WHAT YOU NEED TO DO:
(1) Answer these questions from the excerpt on visual clips and realia in EFL classes:
(a) What does the term "realia" refer to in EFL terms?
(b) What are ethnographic interviews useful for establishing?
(c) From where should maps be gathered for the tourist information activity?
(2) Resume the excerpt on visual clips and realia in EFL classes and carry it on from the point where it stops.

EXCERPT:
## begin

Also visual clips are ideal for teaching culture, especially, in our EFL setting where most of the teachers are non-native speakers and exposure to the target culture is very limited. By analyzing linguistic data students can enhance their awareness of the appropriate use of linguistic forms within the context of specific situations that they see in visual clips. Visual cues that they acquire from them can guide students to observe communicative situations and help them develop holistic scripts for the negotiation of meaning and probable communicative events (Kitajima & Lyman-Hager, 1998, p.40). In addition to silent videos, language-focused video materials like ethnographic interviews with individuals in the target culture can be a good source for developing effective communication strategies (CSs). Ethnographic interviews are useful for establishing an understanding of presuppositions and assumptions of the speech community.
In addition visual clips are good at activating emotional memory. Students can remember lexical or grammatical items by recalling emotions that he or she experienced in the same moment of perceiving the language data. Emotional memory (affect) can speed up, or slowdown, or even inhibit the process. So, teachers should pay close attention not only to students’ progress in acquiring a language but also to emotional background behind which this data is being stored. Otherwise students can end up knowing ‘everything’ but not willing to do anything. A careful selection of visual prompts is needed. There are tons of good inspiring visual clips in the Internet.
`Realia’ in EFL terms refers to any real material objects we use in the classroom to bring the class to life (Budden, 2011). The use of realia in classroom lessons makes up for textbook deficiencies and encourages students by making them aware of their abilities to interact successfully with practical living when they finish the language course. The main advantage of using real objects into the classroom is that it helps to make the learning experience more memorable for the learner. For instance, when you teach vocabulary of fruit and vegetables it can be much more effective for students if they can touch, smell and see the objects at the same time as hearing the new word. This would appeal to a wider range of learner styles than a simple picture of fruit or vegetable.
The most difficult part of using realia would be to find appropriate and suitable materials. There are limitations as to what can be brought into the classroom. However, there is still a great choice of various materials that are available for every teacher and may be used to conduct interesting, worthwhile English activities. Plants, flowers, sticks, stones, and recycled items may be used as teaching materials for the English language class. Lund (1992) also proposes the use of restaurant advertisements and menus, shopping-mall directories, tour brochures, trains schedules, and maps (p.21).
On the Internet there are many ideas for using material objects. Here are some suggestions by Budden (2011):
Tourist information Gather some city/town maps from the tourist information bureau wherever you are. Use them to create role plays that could happen with English speaking visitors to their town or city. Give students a scenario for them to build a role play out of. If you had trouble finding your way around their town/ city when you arrived use your own experiences to create situations.

## end

GIVEN DATA:
## begin

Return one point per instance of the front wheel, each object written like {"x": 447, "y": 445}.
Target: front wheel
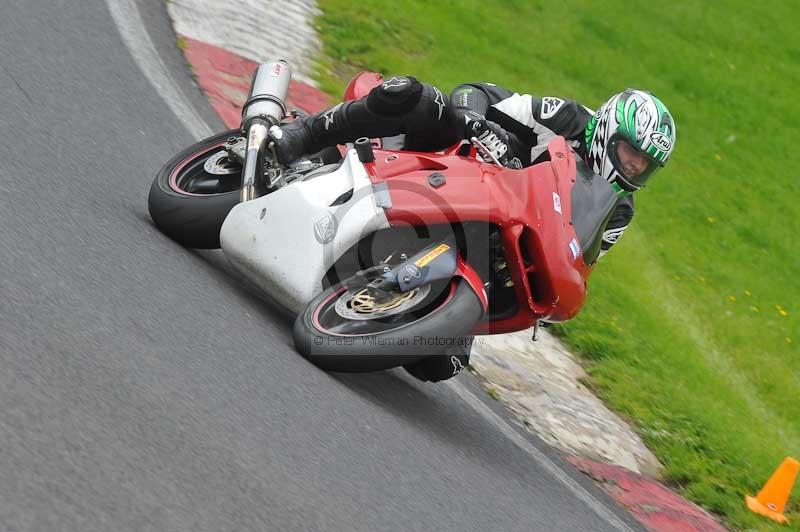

## end

RESPONSES BY TASK:
(1)
(a) Any real material objects used in the classroom to bring the class to life.
(b) An understanding of the presuppositions and assumptions of the speech community.
(c) From the tourist information bureau wherever the teacher is.

(2)
Collect brochures of places of interest (in English if possible but not vital) and ask students to use them to plan a trip for a group of students who are coming to their town for a week. They can plan the itinerary, work out the budget, etc.
Island survival Bring in a selection of items such as a coat hanger, a corkscrew, a packet of dental floss, a clothes peg, a plastic bag, a wooden spoon, some swimming goggles, elastic bands etc. Put the students into groups and tell them they have been shipwrecked on a desert island with their group. Luckily, there are some random items on the island they can use to help them survive. Reveal the items one by one and elicit vocabulary. Then tell students they have ten minutes to think about how they are going to use the items to help them survive. At the end, listen to each group’s ideas and vote on which group you think would survive the longest.
Identity envelopes Get three or four envelopes and fill them with bits and bobs you find around the house such as foreign currency, shop receipts, postcards, photos, buttons, etc. Put students into groups and ask them to have a good look at the objects and to decide who they belong to. They should be able to build up the identity of a character from the objects. You could say they are all suspects from a crime and they have to decide who did it, or simply create the characters to use in a role play.
As we can see, it is not so difficult and any English teacher can use advantages of realia in his or her classroom.
In general, using movies is similar to using of visual clips. Watching movies, as well short visual clips, is a way to expose students to naturally occurring language. Good movies reveal habits, customs, worldview, and values of the native speakers of the target language, in our case, English. Since language is a part of culture, students should be exposed to the culture in order to acquire the language.
However, the length of movies and the magnitude of covered events vary from visual clips. In general, the movie takes about 2 hours, so in regular Russian schools where the class lasts 40 minutes it might be difficult to watch the whole movie even if you have two subsequent classes. Teachers should plan ahead of time where to pause.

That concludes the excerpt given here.